(Excerpts from a pointing dataset)

+---+

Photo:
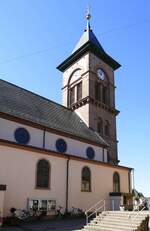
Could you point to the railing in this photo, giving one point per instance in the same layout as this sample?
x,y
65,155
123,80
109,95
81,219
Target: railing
x,y
98,207
138,212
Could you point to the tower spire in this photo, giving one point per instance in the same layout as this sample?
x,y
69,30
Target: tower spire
x,y
88,17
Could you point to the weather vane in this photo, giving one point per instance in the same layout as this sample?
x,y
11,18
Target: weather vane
x,y
88,16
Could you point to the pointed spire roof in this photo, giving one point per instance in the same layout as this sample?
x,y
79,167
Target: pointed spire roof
x,y
88,42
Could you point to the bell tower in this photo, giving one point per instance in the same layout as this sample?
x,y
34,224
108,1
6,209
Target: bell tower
x,y
89,89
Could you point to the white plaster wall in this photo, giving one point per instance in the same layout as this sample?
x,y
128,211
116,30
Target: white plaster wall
x,y
101,184
74,147
7,130
18,172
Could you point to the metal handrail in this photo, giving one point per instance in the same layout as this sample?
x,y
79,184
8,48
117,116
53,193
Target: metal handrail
x,y
94,207
137,214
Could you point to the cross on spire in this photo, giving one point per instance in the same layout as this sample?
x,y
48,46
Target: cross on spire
x,y
88,17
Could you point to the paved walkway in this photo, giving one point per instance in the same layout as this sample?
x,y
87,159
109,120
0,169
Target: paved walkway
x,y
54,225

+---+

Reproduce all of the material above without the pictures, keeping every request unchanged, including its sample points. In the answers, multiply each x and y coordinate by 1.85 and round to the nearest whole number, rounding halves up.

__Solution for this exercise__:
Photo:
Could you point to the railing in this photo, giving one point per instance in the same layout as this sample?
x,y
65,155
123,80
109,95
81,219
Target: railing
x,y
181,383
255,392
Could you point to the tower spire in this photo, giving one point per instance in the same layout as this sample?
x,y
69,30
Target: tower spire
x,y
163,31
Could you point to the weather vane in this photo, giving one point per instance in the same layout as this sample?
x,y
11,18
Target: weather vane
x,y
163,30
Could you point to the pointed spire roof in this photo, giving one point per instance in the same layout as this sample?
x,y
79,167
Target: pointed spire roof
x,y
163,78
Could you point to the bell tower in this photo, giving one point per instance in the same layout as this sample?
x,y
34,224
108,1
6,209
Target: bell tower
x,y
165,165
Could you point to the white plaster wall in this photo, giving one point per instance in the same layout as this sample?
x,y
128,211
116,30
Target: white plaster wall
x,y
187,340
137,272
13,241
33,318
Could you point to the metal handrail in this photo, giving one point per instance in the same layout as this sample?
x,y
79,184
8,48
117,116
53,193
Target: metal handrail
x,y
174,383
253,396
Could you point to the cross on spire in this photo, giving one point per instance in the same layout as this sample?
x,y
48,46
Target: cross on spire
x,y
163,31
Could you point to the paved walkway in this photo, giving one point per instance in the same layout as this sample?
x,y
87,159
109,120
0,169
Target: paved walkway
x,y
100,416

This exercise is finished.